• [WRITTEN TASKS]
a - Translate this sentence from the post about Saving Mr. Banks into Spanish: "Saving Mr. Banks is done as flashbacks to when the author was a child."
b - Rewrite the entries from their first line through the line that contains "point(116, 165)", swapping "soldier's boot" for "army boot" and changing nothing else. Leave the pictures out.

• [SELECTED EXCERPT]
Saving Mr. Banks by Using RunPee.com
We went to see Saving Mr. Banks yesterday.
I didn’t get it.
Because I had to pee.
To make a short story long… I only had a vague idea that Saving Mr. Banks was the story of how Walt Disney wooed P.L. Travers, the author of Mary Poppins, to make her book into a Disney movie.
I never saw Mary Poppins. There, I said it, does that make me some kind of communist? So I didn’t know the characters or the story.
After the movie, I was still so confused. Who was Mr. Banks? Where did Mary Poppins come into the picture.
Turns out that because I didn’t consult RunPee.com – the website that used to tell you when you should go pee during a movie, I missed a crucial part of the movie.
RunPee.com used to reveal certain times in movies when the scenes were unessential to the plot. It was a cool site because they would also summarize the scene – but hide the text unless you indicated you wanted to read what you might miss.
But, I would have missed it anyway because RunPee is now an app you have to pay for. I don’t pay for apps.
Saving Mr. Banks is done as flashbacks to when the author was a child. I went to pee when the inspiration for Mary Poppins showed up at her house to care for the author’s sick dad.
So there you have it… I missed the essential plot point of Saving Mr. Banks because I drank a Grande Coke.
The End. (again)
If you’ve never seen Mary Poppins then you’d probably never really understand “Saving Mr. Banks”. Too bad as it’s a highly rated movie.
Anyway, Mr. Banks is one of the main characters, he’s a banker in London (circa 1910) and the not so doting father of Jane and Michael, his two children. His wife is suffragette and a bit on the ditsy side. The two children have been through a run of nannies all who lasted less than a few months. Mary Poppins (who is rather prim, proper and more than a bit magical) is the newly hired nanny. The whole premise of the thing is for Mary Poppins to make Jane and Michael’s father realize that family, especially his children, are the most important things in his life. Not just his profession. Thus “Saving Mr. Banks”.

• [MATERIALS PROVIDED]
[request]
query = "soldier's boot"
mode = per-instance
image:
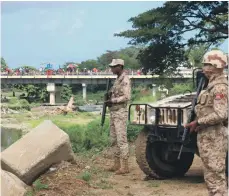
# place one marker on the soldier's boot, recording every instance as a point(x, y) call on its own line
point(124, 167)
point(116, 165)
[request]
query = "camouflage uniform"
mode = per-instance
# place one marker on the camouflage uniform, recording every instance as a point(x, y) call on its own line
point(212, 111)
point(120, 95)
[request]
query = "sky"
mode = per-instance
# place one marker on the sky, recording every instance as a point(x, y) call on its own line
point(33, 33)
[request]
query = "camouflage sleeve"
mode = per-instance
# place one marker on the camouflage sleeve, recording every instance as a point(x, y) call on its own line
point(220, 106)
point(126, 92)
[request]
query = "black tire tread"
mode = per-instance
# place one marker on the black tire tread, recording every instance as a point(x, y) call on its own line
point(140, 153)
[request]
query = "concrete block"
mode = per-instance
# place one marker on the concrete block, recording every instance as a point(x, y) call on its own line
point(34, 153)
point(11, 185)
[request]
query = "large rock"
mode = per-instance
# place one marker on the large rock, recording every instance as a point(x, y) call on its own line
point(34, 153)
point(11, 185)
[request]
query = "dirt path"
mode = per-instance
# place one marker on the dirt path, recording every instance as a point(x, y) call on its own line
point(68, 181)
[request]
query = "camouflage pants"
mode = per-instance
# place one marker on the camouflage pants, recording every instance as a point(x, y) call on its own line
point(212, 144)
point(118, 133)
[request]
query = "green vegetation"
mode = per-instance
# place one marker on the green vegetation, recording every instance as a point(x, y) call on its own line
point(161, 31)
point(17, 104)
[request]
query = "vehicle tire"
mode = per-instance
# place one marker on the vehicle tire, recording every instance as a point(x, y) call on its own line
point(148, 156)
point(140, 153)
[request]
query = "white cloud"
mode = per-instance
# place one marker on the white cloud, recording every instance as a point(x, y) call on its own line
point(77, 24)
point(50, 25)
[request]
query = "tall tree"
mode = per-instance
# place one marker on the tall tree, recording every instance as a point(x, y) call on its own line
point(3, 64)
point(162, 30)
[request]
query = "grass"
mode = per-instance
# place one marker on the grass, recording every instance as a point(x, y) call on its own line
point(86, 176)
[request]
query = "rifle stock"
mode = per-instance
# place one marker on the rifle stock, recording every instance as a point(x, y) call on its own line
point(192, 116)
point(106, 97)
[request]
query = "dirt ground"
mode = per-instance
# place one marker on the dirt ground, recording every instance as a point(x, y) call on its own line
point(88, 177)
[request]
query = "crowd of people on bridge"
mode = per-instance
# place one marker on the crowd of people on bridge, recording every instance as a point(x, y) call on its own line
point(69, 70)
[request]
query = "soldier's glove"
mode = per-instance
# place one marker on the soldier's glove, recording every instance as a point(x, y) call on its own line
point(192, 125)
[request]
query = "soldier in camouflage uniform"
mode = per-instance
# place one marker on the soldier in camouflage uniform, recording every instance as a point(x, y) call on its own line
point(212, 113)
point(119, 96)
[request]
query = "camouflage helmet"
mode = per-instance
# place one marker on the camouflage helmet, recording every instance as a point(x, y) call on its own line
point(216, 58)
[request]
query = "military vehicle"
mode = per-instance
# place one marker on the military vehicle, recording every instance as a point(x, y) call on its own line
point(163, 136)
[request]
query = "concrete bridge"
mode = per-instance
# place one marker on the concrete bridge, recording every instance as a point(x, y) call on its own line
point(54, 82)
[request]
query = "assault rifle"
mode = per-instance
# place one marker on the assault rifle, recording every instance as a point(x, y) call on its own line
point(201, 81)
point(106, 97)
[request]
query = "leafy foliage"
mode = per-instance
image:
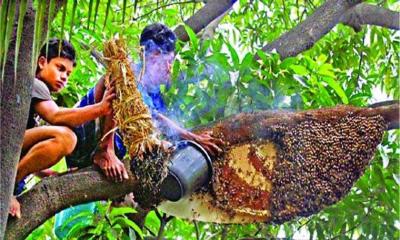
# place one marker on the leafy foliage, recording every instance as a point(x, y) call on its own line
point(106, 223)
point(219, 77)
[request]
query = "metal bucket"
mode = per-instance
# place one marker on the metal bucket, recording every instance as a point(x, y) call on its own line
point(190, 169)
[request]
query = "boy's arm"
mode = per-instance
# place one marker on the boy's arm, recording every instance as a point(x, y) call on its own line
point(210, 144)
point(105, 156)
point(72, 117)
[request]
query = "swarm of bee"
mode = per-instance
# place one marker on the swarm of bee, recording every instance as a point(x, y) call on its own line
point(148, 158)
point(284, 171)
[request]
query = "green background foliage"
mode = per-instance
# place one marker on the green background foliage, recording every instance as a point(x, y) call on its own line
point(218, 77)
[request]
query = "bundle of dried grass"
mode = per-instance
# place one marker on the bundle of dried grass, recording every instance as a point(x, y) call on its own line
point(149, 159)
point(130, 112)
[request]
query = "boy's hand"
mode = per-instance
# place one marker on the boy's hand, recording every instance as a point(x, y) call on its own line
point(112, 167)
point(210, 144)
point(106, 102)
point(50, 173)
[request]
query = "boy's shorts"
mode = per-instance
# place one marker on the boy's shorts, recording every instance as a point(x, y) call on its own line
point(89, 135)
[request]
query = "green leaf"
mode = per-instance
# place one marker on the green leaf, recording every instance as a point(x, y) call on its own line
point(74, 6)
point(126, 222)
point(338, 89)
point(116, 211)
point(95, 14)
point(90, 13)
point(3, 25)
point(123, 10)
point(192, 36)
point(234, 55)
point(107, 11)
point(287, 62)
point(63, 20)
point(299, 70)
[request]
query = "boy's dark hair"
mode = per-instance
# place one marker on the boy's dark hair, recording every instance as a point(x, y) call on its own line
point(158, 35)
point(57, 48)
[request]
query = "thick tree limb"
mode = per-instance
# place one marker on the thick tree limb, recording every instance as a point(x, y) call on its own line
point(15, 101)
point(307, 33)
point(352, 13)
point(364, 13)
point(55, 194)
point(203, 17)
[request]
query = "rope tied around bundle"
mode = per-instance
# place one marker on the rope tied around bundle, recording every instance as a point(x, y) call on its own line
point(149, 158)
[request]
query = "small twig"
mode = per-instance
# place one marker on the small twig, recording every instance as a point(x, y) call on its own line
point(196, 226)
point(213, 235)
point(150, 231)
point(356, 226)
point(164, 219)
point(224, 232)
point(361, 60)
point(160, 7)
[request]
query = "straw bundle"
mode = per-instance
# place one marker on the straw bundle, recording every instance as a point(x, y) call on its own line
point(149, 157)
point(130, 112)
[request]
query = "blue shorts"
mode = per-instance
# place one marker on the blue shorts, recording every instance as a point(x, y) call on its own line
point(89, 135)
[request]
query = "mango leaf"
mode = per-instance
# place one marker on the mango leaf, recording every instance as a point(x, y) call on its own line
point(192, 36)
point(299, 70)
point(117, 211)
point(127, 222)
point(234, 55)
point(338, 89)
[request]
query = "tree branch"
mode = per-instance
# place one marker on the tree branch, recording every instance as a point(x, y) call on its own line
point(352, 13)
point(307, 33)
point(203, 17)
point(364, 13)
point(57, 193)
point(54, 194)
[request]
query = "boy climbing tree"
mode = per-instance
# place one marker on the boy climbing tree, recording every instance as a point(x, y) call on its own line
point(44, 146)
point(159, 50)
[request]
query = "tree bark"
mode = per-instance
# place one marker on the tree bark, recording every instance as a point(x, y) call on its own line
point(57, 193)
point(15, 102)
point(364, 13)
point(203, 17)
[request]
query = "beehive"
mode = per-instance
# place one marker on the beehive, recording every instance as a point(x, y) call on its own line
point(286, 170)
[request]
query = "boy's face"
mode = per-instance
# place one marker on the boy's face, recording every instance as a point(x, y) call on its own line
point(55, 73)
point(157, 70)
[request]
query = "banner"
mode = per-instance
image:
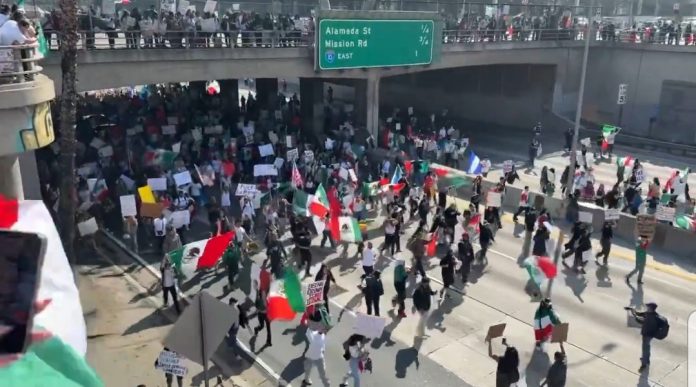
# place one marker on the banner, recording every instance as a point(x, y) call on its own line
point(315, 292)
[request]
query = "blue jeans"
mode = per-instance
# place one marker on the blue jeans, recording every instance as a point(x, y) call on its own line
point(645, 355)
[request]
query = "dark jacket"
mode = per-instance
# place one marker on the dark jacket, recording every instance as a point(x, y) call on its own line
point(422, 297)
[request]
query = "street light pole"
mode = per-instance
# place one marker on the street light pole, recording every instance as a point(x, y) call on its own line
point(578, 110)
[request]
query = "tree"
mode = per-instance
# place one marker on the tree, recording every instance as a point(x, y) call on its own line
point(68, 112)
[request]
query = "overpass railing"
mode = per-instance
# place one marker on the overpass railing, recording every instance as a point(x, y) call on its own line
point(18, 63)
point(135, 40)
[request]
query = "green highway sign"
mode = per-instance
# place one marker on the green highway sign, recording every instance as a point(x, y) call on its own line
point(349, 44)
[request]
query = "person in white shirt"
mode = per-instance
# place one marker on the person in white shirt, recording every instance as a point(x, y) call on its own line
point(368, 259)
point(168, 284)
point(315, 356)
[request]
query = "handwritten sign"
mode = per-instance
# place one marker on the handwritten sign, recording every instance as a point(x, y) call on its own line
point(171, 363)
point(245, 190)
point(612, 214)
point(507, 166)
point(493, 199)
point(315, 292)
point(128, 207)
point(182, 178)
point(88, 227)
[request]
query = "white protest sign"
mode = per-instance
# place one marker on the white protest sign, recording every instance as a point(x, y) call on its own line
point(665, 213)
point(181, 218)
point(353, 177)
point(245, 190)
point(128, 207)
point(612, 214)
point(493, 199)
point(182, 178)
point(265, 170)
point(210, 6)
point(309, 156)
point(97, 143)
point(293, 154)
point(88, 227)
point(369, 326)
point(158, 183)
point(507, 166)
point(171, 363)
point(130, 183)
point(106, 151)
point(585, 217)
point(315, 292)
point(266, 150)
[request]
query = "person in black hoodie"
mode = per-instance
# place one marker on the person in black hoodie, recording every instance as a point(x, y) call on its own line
point(448, 265)
point(465, 252)
point(372, 289)
point(422, 298)
point(605, 242)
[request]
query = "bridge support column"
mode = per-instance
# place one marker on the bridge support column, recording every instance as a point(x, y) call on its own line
point(312, 104)
point(372, 105)
point(267, 93)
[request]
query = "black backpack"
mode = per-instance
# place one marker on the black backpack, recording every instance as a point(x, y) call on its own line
point(662, 328)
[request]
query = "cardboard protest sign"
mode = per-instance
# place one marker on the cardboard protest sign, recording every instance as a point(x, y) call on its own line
point(88, 227)
point(560, 333)
point(151, 210)
point(495, 331)
point(265, 170)
point(266, 150)
point(292, 154)
point(128, 207)
point(315, 292)
point(181, 218)
point(369, 326)
point(245, 190)
point(106, 151)
point(646, 225)
point(585, 217)
point(182, 178)
point(171, 363)
point(205, 320)
point(493, 199)
point(665, 213)
point(146, 195)
point(157, 183)
point(612, 214)
point(507, 166)
point(169, 130)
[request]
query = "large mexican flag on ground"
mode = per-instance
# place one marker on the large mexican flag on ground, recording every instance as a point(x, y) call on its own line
point(206, 252)
point(285, 298)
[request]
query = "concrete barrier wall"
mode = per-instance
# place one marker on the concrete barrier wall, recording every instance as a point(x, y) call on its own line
point(669, 239)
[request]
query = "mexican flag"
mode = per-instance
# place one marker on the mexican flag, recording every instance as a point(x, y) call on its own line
point(319, 205)
point(349, 229)
point(624, 161)
point(285, 298)
point(685, 222)
point(63, 316)
point(544, 320)
point(206, 252)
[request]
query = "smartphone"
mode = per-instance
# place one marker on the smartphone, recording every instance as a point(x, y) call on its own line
point(21, 258)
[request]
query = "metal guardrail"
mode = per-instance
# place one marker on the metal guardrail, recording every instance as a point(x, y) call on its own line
point(18, 63)
point(136, 40)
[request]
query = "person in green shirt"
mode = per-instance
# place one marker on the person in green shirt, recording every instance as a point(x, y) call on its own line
point(400, 277)
point(231, 259)
point(641, 259)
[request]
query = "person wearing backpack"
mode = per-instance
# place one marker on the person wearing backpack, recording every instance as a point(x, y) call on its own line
point(654, 326)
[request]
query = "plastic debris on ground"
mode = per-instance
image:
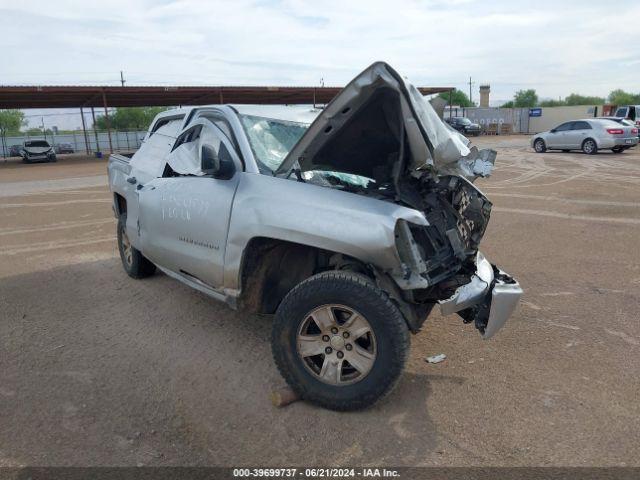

• [RESPONSE LIST]
a - Saving Mr. Banks se presenta mediante flashbacks a la época en que la autora era niña.

b -
[request]
query = "army boot"
mode = per-instance
image:
# place one marker on the army boot, recording every instance as a point(x, y) call on its own line
point(124, 167)
point(116, 165)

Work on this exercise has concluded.